PROMPT
All of the data should be reproduced word for word, though its pictures must be omitted.

↓↓↓

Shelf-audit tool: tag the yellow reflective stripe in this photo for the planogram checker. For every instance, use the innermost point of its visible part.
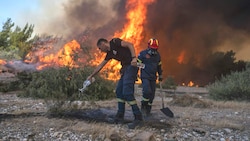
(145, 99)
(132, 102)
(120, 100)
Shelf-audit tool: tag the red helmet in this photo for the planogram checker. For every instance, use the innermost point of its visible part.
(153, 43)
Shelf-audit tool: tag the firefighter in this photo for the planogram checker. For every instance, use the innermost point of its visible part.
(124, 52)
(152, 60)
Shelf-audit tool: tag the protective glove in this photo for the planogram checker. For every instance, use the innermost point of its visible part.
(160, 78)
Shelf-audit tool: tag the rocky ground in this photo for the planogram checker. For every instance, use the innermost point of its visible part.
(195, 118)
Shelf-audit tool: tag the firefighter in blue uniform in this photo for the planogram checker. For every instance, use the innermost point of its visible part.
(124, 52)
(152, 60)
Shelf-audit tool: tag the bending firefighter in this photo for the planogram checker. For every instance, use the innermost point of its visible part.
(124, 52)
(152, 60)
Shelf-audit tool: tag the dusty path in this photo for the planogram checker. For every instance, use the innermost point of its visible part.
(26, 119)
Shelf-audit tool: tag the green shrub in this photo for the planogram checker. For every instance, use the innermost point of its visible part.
(63, 84)
(231, 87)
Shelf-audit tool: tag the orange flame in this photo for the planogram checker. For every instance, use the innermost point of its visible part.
(64, 57)
(2, 62)
(136, 16)
(180, 58)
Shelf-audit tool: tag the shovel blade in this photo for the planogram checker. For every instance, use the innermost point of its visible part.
(167, 112)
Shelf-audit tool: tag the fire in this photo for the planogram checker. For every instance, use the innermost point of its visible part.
(132, 30)
(191, 83)
(2, 62)
(180, 58)
(64, 57)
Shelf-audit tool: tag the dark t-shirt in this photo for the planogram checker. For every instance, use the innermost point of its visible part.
(118, 52)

↑↑↑

SOLUTION TO THE EXERCISE
Shelf-audit tool: tag the yellow reflective stripe in this photo for the planogram checker. For every instance, use the innermost point of its visible part.
(145, 99)
(132, 102)
(120, 100)
Shelf-audit tool: tag the red helmet in this photo for the planogram checker. For every instance, use the innermost point of its visible part.
(153, 43)
Shelf-audit tool: tag the firefighter in this photo for the planogram checker. For every instance, use the innermost point of its visible part.
(124, 52)
(152, 60)
Shelf-audit tool: tag the protective glove in this photo for the planogram checker. For every instance, use the innermost point of its visible part.
(160, 78)
Shelf-audit tool: tag the rocky ground in this photo for the planogram checker. For every instance, use the innermost point of its visible part.
(195, 118)
Shelf-audit tool: tag the firefighter in blue uniform in this photo for the planogram checker. For every instance, use the innermost point of its visible part.
(124, 52)
(152, 60)
Shelf-audit tool: tag the bending firefighter in this photo for the planogram checker. For every instance, use the innermost point of its visible part.
(124, 52)
(152, 60)
Shelf-audit tool: tag the dusty path in this photo for the planogram checker. For every instance, use the innermost point of its visible part.
(26, 119)
Shelf-audit tool: tag the green shrub in this photo for the planogram checker. For every instance, use the innermost point of its visible part.
(63, 84)
(231, 87)
Shelf-audit tool: tag the orange flame in this photo for the planogram checker. For every instance, use the innermost point of its visible part.
(64, 57)
(2, 62)
(136, 16)
(180, 58)
Shelf-audit tool: tag the shovel blade in this photo for the planogram checker. For every instance, use the innermost point of its visible part.
(167, 112)
Shelf-audit tool: tag the fire in this photo for the planogram checker. For every instance, use the innermost point of its visible part.
(132, 30)
(191, 83)
(2, 62)
(180, 58)
(64, 57)
Shelf-audit tool: tag the dark t-shirt in this photo for the planogram checker. For every instance, use the innermost point of its visible part.
(118, 52)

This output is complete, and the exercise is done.